* _Task brief_: Copy every line of the items below word for word, omitting the pictures.

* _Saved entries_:
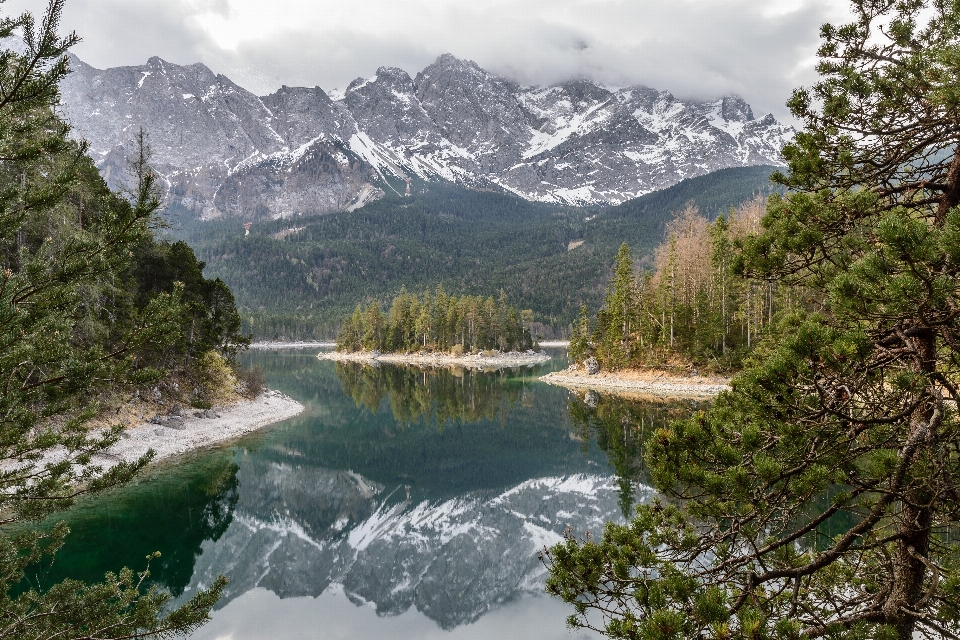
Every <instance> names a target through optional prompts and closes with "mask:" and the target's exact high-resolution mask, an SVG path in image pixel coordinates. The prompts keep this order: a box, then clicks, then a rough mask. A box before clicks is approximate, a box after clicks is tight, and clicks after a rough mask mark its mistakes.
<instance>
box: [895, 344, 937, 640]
mask: <svg viewBox="0 0 960 640" xmlns="http://www.w3.org/2000/svg"><path fill="white" fill-rule="evenodd" d="M914 344H915V346H916V348H917V350H918V351H919V355H920V367H919V368H920V370H921V371H922V372H923V373H924V374H926V375H925V376H924V377H926V378H927V379H929V377H930V374H931V373H933V371H934V370H935V368H936V334H935V333H934V331H933V330H930V329H927V330H925V331H924V333H923V334H922V335H920V336H918V337H916V338H914ZM932 418H933V405H932V403H926V404H925V405H923V406H921V407H920V408H919V409H918V410H917V413H916V415H915V416H914V417H913V418H912V419H911V421H910V437H911V438H912V437H913V436H914V435H915V434H917V433H918V432H919V431H921V430H925V429H930V428H931V427H930V420H931V419H932ZM933 438H934V434H933V433H932V431H931V432H928V433H927V436H926V439H925V441H923V442H922V443H921V445H920V446H919V447H918V449H917V451H915V452H914V453H913V458H914V460H916V459H918V458H919V457H921V456H923V454H924V451H925V450H928V449H929V448H930V446H931V443H932V440H933ZM908 482H909V480H908ZM904 497H905V499H904V500H903V501H902V510H901V512H900V524H899V528H898V529H899V531H898V532H899V534H900V539H899V540H898V541H897V546H896V551H895V553H894V558H893V574H894V575H893V588H892V589H891V591H890V596H889V597H888V598H887V601H886V603H885V604H884V607H883V608H884V613H885V614H886V616H887V620H888V622H889V623H890V624H892V625H893V626H894V628H895V629H896V630H897V638H899V640H911V639H912V638H913V631H914V628H915V626H916V618H915V617H914V616H913V615H911V614H910V613H908V612H907V611H905V609H910V610H913V611H916V610H917V607H916V604H917V603H918V602H919V601H920V599H921V598H923V581H924V577H925V576H926V572H927V566H926V564H925V563H924V560H925V559H926V558H927V556H929V554H930V537H931V530H932V525H933V509H932V508H930V507H929V506H924V505H929V504H930V495H929V491H928V490H926V489H925V488H923V487H920V488H916V489H912V490H910V491H908V492H907V494H906V496H904Z"/></svg>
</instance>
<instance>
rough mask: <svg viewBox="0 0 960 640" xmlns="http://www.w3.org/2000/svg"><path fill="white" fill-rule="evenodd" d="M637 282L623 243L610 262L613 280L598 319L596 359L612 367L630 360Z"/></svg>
mask: <svg viewBox="0 0 960 640" xmlns="http://www.w3.org/2000/svg"><path fill="white" fill-rule="evenodd" d="M636 289H637V282H636V276H635V275H634V272H633V257H632V256H631V255H630V247H628V246H627V243H626V242H624V243H623V244H621V245H620V250H619V251H617V257H616V258H615V259H614V263H613V279H612V280H611V281H610V285H609V286H608V287H607V296H606V298H605V299H604V301H603V309H602V314H601V316H600V317H599V318H598V322H597V335H596V336H595V340H594V342H595V343H596V344H597V352H598V354H599V358H600V359H601V360H602V361H603V362H605V363H606V364H608V365H609V366H611V367H612V368H614V369H618V368H621V367H625V366H627V365H628V364H629V363H630V361H631V356H632V355H633V353H632V346H633V332H634V329H635V327H636V319H637V310H636V302H637V290H636Z"/></svg>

* _Solution_:
Every <instance> names a target through optional prompts and closes with "mask:" and the target's exact high-resolution mask, an SVG path in image pixel coordinates. The prompts keep this order: a box, then clicks, then a rough mask. A box before clicks is approximate, a box after clicks is tight, and clicks after a rough mask mark its mistakes.
<instance>
box: [895, 344, 937, 640]
mask: <svg viewBox="0 0 960 640" xmlns="http://www.w3.org/2000/svg"><path fill="white" fill-rule="evenodd" d="M914 344H915V346H916V348H917V350H918V351H919V355H920V367H919V368H920V370H921V371H922V372H923V373H924V374H926V375H925V376H924V377H926V378H927V379H929V377H930V374H931V373H933V371H934V370H935V368H936V334H935V333H934V331H933V330H930V329H927V330H925V331H924V333H923V334H922V335H920V336H918V337H916V338H914ZM932 418H933V405H932V403H926V404H925V405H923V406H921V407H920V408H919V409H918V410H917V413H916V415H915V416H914V417H913V418H912V419H911V421H910V437H911V438H912V437H913V436H914V435H915V434H917V433H918V432H919V431H921V430H925V429H930V428H931V427H930V420H931V419H932ZM933 438H934V434H933V433H932V431H931V432H928V433H927V436H926V439H925V441H923V442H922V443H921V445H920V446H919V447H918V449H917V451H915V452H914V453H913V458H914V460H916V459H918V458H919V457H921V456H923V454H924V451H925V450H928V449H929V448H930V446H931V443H932V440H933ZM908 482H909V480H908ZM904 497H905V499H904V500H903V501H902V510H901V512H900V524H899V528H898V529H899V531H898V532H899V534H900V539H899V540H898V541H897V546H896V551H895V553H894V558H893V574H894V575H893V588H892V589H891V591H890V596H889V597H888V598H887V601H886V603H885V604H884V607H883V608H884V613H885V614H886V616H887V620H888V622H889V623H890V624H892V625H893V626H894V628H895V629H896V630H897V638H899V640H911V639H912V638H913V631H914V628H915V626H916V618H915V617H914V616H913V615H911V614H910V613H908V612H907V611H905V609H910V610H913V611H916V610H917V607H916V604H917V603H918V602H919V601H920V599H921V598H923V581H924V577H925V576H926V572H927V566H926V564H925V563H924V560H925V559H926V558H927V556H929V554H930V537H931V530H932V525H933V509H932V508H930V507H929V506H924V505H929V504H930V495H929V491H928V490H926V489H925V488H923V487H920V488H916V489H912V490H910V491H908V492H907V494H906V496H904Z"/></svg>
</instance>
<instance>
rough mask: <svg viewBox="0 0 960 640" xmlns="http://www.w3.org/2000/svg"><path fill="white" fill-rule="evenodd" d="M637 282L623 243L610 262L613 280L598 319L596 359L612 367L630 360Z"/></svg>
mask: <svg viewBox="0 0 960 640" xmlns="http://www.w3.org/2000/svg"><path fill="white" fill-rule="evenodd" d="M636 289H637V282H636V276H635V275H634V272H633V257H632V256H631V255H630V247H628V246H627V243H626V242H624V243H623V244H621V245H620V250H619V251H617V257H616V258H615V259H614V263H613V279H612V280H611V281H610V285H609V286H608V287H607V296H606V298H605V299H604V301H603V309H602V314H601V316H600V317H599V318H598V322H597V335H596V336H595V340H594V342H595V343H596V344H597V352H598V354H599V358H600V359H601V360H602V361H603V362H605V363H606V364H608V365H609V366H611V367H612V368H614V369H618V368H621V367H625V366H627V365H628V364H629V363H630V361H631V356H632V355H633V353H632V346H633V332H634V329H635V327H636V319H637V310H636V302H637V290H636Z"/></svg>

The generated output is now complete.